→ **Quoted text**:
+ + + +

Variables in python are just an example of an identifier that will recognize the literals which are being used in the program. They work according to a set of rules which are mentioned below:

  • The name of an identifier is always case-sensitive. For example, ‘WelcomeToHKR’ and ‘WelcometoHKR’ are not the same.
  • The identifier’s initial character should either be an alphabet or an underscore(_)
  • The alphabet following the initial alphabet
  • The identifiers cannot have special characters in them including white spaces.
  • The name of the identifier need not be the same as the keyword defined in the programming language.
  • Some examples to correct identifiers are: x301, _x, x_0, etc.
  • Some examples of incorrect identifiers are 2y, 1%r, =34, etc.

Declaring a Variable in Python

As we have discussed, there is no need to create a variable unless there needs to be a value assigned to it. One more thing which is very important to note is that variables need not be declared in a specific type. The type of variable can even be changed after the user declares them. We use the equals (=) operator to assign a value to the variable.

Let us take an example of python code below to understand how we can declare variables in python:

a = 10

b = "HKR"

print(a)

print(b)


Output:

10

HKR

The user can also re-declare the variable after creating it. Check out the python code below:

Number = 10

print("Before declaring the variable: ", Number)


Number = 12

 
print("After re-declaring the variable:", Number)


Output:

Before declaring the variable:  10

After re-declaring the variable: 12

Object Identification Using Variables

Every variable created in python is unique. It is not possible to have two same variables for 2 different objects. There is a built-in function in python id() which identifies the id of the variable meaning whether it’s defined already or it’s new.

Let us take an example of python code below and understand how object identification is done in Python using variables:

x = 10 

y = x  

print(id(x))  

print(id(y))  

x = 50  

print(id(x))


Output:

9756512

9756512

9757792

Here in the code above, the user has assigned y = x, where both x and y are pointing to the same object. With the use of id() function, it will also return the same number.

+ + + +

→ **Supplied data**:
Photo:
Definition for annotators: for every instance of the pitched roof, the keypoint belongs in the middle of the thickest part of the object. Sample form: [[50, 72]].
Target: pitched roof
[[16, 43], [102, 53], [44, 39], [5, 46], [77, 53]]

+ + + +

→ **What you will do**:
**a)** Reproduce the section of the Python variables passage starting with "Here in the" and going on through "the same number.".
**b)** According to the Python variables passage, which operator assigns a value to a variable?

→ **Solutions to the problems**:
**a)**
Here in the code above, the user has assigned y = x, where both x and y are pointing to the same object. With the use of id() function, it will also return the same number.

**b)** The equals (=) operator.